(THE TASK): Report every line of the data below that contains the word "clock", copying each such line in full.

(Items stored from a collection)
— START —
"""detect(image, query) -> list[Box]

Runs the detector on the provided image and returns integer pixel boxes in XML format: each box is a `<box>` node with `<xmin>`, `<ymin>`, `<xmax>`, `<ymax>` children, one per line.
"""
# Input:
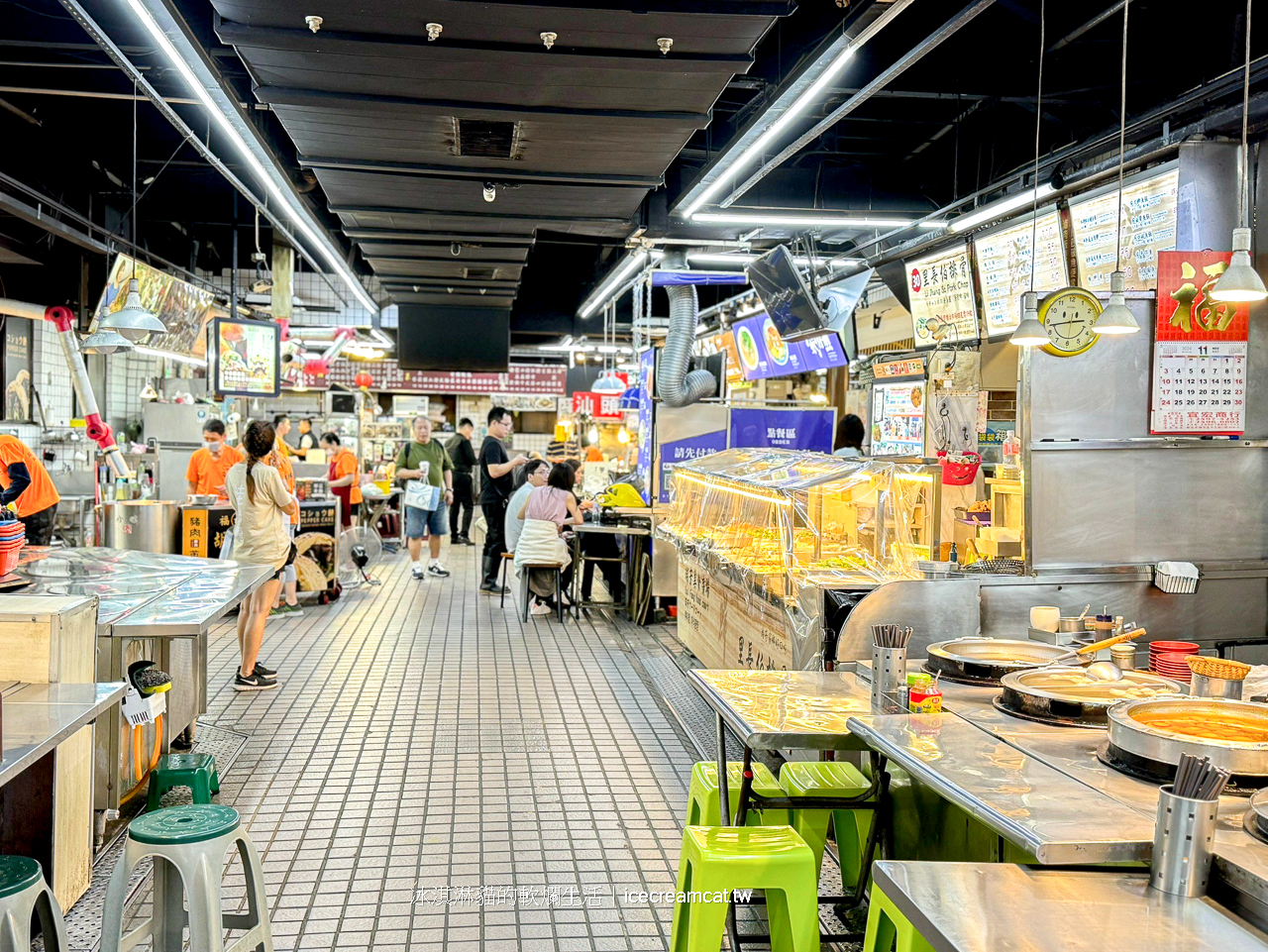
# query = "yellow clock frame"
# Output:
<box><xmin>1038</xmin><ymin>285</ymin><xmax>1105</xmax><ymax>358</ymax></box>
— END —
— START —
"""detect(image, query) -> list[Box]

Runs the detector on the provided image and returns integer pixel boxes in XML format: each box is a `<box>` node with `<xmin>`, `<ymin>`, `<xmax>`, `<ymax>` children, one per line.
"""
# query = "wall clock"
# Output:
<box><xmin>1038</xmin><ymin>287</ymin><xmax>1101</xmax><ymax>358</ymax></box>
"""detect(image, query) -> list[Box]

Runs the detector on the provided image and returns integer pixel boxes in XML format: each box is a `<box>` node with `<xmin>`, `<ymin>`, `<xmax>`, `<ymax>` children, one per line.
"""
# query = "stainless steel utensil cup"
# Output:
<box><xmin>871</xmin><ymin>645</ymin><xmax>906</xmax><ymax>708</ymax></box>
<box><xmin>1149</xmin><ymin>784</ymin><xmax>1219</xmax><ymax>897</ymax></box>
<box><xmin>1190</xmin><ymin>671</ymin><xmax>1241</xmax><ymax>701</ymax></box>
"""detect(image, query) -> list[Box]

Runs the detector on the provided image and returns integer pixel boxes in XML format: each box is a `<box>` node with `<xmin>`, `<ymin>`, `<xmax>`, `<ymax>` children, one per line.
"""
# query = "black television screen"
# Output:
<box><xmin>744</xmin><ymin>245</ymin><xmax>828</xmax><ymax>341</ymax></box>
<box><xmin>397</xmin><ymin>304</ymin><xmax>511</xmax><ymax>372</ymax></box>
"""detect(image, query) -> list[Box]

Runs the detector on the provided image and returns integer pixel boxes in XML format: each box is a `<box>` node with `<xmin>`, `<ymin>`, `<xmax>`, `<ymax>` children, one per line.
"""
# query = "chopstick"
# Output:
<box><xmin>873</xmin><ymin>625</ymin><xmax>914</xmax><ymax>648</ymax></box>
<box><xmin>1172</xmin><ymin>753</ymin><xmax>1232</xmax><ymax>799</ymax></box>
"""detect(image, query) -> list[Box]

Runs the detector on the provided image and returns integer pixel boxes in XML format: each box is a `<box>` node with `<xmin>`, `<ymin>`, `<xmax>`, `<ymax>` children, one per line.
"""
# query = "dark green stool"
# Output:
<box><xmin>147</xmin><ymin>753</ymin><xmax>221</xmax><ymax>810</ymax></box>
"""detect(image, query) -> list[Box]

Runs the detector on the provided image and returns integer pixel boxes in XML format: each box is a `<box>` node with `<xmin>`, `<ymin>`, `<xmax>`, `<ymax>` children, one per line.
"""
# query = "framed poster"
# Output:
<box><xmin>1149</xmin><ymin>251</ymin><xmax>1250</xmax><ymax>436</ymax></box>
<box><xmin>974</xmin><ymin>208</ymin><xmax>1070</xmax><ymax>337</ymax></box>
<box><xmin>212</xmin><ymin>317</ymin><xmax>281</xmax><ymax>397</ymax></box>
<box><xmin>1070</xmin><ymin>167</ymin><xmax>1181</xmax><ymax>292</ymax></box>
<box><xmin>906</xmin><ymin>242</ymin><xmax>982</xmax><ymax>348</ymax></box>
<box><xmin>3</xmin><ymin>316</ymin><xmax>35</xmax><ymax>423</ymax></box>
— END —
(RESULT FOR THIS TASK):
# query = "yellow clock frame"
# query = "wall clock"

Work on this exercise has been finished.